• [SELECTED EXTRACT]:
>> BEGIN
The soldiers ordered the five people to go into one room and stay there. They let them take some food: bread, olives, oil, water. They confiscated the mobile phones when they saw Na'ama holding one: "You want to call your brother to come with Hamas, to shoot at us," said one of the soldiers. "Liar," they said a lot, as well as "shut up, you donkey," in broken Arabic. They imitated her mockingly when she said "Ya Rab" ("Oh God"). The five prisoners could not pray, as they were not allowed to clean themselves up before prayer and were forbidden to stand up. They were given two blankets, which were not enough, especially because the windows were smashed and the door was always open. A soldier always sat next to the door aiming his rifle at them. All five still have colds.
"You'll come out when we leave," was the answer given to Na'ama after she asked them to contact the Red Cross. Apparently, one soldier spoke fluent Arabic, another could speak some and others knew a phrase or two.
Was there anyone among the soldiers who was a little bit nice? "To my regret, no," Na'ama says. In a number of other houses or neighborhoods people who preferred not to flee encountered some soldiers who were somewhat courteous. In none of the other houses were people forbidden to use the toilet, but the men's hands were bound for two or three days. There are houses where the captives had no food for two or three days or no water for hours. "We don't have food either," said the soldiers in Izbet Abed Rabbo.
>> END
• [REQUIREMENT 1]:
Answer these questions about the detention account:
(a) What food were the five people allowed to take into the room?
(b) What reply did Na'ama get when she asked the soldiers to contact the Red Cross?
(c) In the other houses, for how long were the men's hands bound?
• [REQUIREMENT 2]: Please turn the paragraph of the detention account that opens "Was there anyone among the soldiers" into a short bulleted list that keeps its main facts.
The rows that follow have no connection to the detention account.

[Stored rows]
>> BEGIN
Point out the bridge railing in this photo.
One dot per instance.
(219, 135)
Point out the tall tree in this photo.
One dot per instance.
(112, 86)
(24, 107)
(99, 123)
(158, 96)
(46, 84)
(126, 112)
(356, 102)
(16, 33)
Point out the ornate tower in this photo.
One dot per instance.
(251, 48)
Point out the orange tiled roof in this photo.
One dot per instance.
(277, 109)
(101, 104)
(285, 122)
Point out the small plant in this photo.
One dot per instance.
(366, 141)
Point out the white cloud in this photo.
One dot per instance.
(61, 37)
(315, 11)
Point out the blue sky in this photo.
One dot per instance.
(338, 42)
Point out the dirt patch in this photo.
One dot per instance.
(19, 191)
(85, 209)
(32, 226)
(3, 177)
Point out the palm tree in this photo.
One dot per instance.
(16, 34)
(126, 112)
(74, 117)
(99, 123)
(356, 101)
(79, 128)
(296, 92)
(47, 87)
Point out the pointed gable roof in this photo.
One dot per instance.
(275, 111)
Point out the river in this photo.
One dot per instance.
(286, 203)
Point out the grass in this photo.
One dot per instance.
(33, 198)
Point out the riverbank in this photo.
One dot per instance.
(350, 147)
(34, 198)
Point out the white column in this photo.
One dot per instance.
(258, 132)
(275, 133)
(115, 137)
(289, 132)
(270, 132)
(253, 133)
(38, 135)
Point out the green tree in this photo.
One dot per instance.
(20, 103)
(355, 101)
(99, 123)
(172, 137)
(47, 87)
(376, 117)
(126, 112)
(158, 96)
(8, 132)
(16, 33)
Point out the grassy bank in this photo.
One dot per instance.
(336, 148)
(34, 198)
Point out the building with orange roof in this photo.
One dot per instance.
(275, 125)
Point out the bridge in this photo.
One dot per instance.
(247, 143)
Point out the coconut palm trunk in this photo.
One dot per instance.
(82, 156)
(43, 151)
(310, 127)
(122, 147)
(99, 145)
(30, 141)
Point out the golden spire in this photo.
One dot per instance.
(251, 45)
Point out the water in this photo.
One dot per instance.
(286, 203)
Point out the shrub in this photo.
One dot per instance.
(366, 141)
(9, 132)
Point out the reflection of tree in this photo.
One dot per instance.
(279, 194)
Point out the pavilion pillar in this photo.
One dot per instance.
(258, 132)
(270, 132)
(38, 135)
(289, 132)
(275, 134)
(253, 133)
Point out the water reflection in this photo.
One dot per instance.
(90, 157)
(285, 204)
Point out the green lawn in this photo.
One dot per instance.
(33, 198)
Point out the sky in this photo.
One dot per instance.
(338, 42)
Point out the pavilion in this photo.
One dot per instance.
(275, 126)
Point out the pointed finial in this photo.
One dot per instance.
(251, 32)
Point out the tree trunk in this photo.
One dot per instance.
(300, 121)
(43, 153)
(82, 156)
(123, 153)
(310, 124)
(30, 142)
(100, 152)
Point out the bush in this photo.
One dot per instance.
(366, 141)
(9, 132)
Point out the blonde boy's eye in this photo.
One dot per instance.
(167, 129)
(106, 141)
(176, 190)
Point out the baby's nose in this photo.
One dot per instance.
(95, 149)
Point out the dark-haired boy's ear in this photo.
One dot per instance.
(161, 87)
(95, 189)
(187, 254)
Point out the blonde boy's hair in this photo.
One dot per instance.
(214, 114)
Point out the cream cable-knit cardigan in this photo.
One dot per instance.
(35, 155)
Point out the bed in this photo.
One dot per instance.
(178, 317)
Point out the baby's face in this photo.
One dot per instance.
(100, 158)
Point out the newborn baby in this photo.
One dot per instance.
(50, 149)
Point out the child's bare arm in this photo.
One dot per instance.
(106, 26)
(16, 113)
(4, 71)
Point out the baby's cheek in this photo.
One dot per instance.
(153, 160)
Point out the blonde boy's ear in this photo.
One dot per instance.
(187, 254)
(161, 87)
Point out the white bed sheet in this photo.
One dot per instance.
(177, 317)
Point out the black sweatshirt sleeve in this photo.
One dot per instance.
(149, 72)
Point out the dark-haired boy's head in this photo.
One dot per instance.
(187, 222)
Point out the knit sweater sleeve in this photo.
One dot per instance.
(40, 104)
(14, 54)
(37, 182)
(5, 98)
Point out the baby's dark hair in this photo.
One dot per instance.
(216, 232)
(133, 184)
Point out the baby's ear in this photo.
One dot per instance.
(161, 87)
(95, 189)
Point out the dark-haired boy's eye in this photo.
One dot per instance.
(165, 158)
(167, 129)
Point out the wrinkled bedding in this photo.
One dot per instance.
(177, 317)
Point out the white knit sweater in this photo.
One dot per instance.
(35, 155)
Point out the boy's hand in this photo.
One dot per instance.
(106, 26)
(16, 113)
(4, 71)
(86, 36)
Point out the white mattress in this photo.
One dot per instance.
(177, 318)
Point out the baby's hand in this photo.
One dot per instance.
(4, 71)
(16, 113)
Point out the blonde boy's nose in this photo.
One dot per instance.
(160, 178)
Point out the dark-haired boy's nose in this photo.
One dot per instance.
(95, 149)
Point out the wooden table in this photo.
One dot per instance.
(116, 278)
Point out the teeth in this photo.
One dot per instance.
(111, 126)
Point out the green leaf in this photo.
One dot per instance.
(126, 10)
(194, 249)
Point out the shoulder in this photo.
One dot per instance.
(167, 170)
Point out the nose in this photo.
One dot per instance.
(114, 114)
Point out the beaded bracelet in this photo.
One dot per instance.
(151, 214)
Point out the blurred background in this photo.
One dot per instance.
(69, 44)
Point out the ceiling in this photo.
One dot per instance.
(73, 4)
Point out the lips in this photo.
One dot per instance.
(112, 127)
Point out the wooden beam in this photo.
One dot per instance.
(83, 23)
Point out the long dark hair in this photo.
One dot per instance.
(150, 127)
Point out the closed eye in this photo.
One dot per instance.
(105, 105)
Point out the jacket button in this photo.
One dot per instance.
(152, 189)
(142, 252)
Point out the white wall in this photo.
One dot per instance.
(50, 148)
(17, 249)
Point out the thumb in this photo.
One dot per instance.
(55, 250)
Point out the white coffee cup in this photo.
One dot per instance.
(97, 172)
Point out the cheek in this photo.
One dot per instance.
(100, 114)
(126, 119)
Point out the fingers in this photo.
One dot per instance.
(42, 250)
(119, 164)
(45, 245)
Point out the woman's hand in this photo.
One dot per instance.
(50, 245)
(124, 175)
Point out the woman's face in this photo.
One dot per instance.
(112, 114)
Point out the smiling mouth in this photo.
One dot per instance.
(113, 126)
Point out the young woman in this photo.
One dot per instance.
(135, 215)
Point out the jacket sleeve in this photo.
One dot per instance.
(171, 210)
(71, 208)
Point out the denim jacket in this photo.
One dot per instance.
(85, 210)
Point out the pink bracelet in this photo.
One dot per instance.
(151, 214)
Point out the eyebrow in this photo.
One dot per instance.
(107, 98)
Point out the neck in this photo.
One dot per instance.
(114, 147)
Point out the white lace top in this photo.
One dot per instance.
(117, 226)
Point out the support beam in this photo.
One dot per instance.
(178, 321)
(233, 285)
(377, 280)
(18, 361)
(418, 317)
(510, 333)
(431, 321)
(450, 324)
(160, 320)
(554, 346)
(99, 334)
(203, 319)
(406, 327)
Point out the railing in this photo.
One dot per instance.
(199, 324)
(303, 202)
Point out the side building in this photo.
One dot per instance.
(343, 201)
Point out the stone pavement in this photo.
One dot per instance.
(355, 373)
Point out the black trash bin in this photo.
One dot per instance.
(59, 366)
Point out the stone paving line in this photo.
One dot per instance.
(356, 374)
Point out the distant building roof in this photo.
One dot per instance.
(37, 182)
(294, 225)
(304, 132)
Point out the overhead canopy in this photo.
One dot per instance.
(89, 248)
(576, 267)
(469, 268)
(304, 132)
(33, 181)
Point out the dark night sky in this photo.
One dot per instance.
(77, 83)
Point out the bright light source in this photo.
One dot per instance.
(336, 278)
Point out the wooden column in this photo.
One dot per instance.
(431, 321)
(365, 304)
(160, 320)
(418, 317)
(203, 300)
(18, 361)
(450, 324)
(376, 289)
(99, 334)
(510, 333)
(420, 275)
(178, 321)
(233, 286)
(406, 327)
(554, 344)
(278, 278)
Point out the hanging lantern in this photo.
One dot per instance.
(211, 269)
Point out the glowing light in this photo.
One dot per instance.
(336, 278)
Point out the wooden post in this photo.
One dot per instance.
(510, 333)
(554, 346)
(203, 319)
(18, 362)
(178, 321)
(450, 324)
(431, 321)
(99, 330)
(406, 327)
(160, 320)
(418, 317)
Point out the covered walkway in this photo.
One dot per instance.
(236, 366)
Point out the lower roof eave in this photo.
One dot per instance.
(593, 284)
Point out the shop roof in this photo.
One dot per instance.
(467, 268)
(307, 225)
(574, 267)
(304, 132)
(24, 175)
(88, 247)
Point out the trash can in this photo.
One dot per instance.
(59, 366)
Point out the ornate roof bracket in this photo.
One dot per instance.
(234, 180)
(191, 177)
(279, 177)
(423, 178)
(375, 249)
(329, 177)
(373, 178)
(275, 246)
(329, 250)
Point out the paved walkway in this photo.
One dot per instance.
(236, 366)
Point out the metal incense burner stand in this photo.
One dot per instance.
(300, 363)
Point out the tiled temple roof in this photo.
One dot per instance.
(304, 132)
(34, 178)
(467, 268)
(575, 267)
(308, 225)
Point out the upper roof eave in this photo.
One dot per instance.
>> END
• [TASK ANSWER 1]:
(a) Bread, olives, oil and water.
(b) "You'll come out when we leave."
(c) For two or three days.

• [TASK ANSWER 2]:
- Asked whether any soldier was a little bit nice, Na'ama answers, "To my regret, no."
- In some other houses or neighborhoods, people who chose not to flee met soldiers who were somewhat courteous.
- In none of the other houses were people forbidden to use the toilet, but the men's hands were bound for two or three days.
- In some houses, captives had no food for two or three days or no water for hours.
- Soldiers in Izbet Abed Rabbo said, "We don't have food either."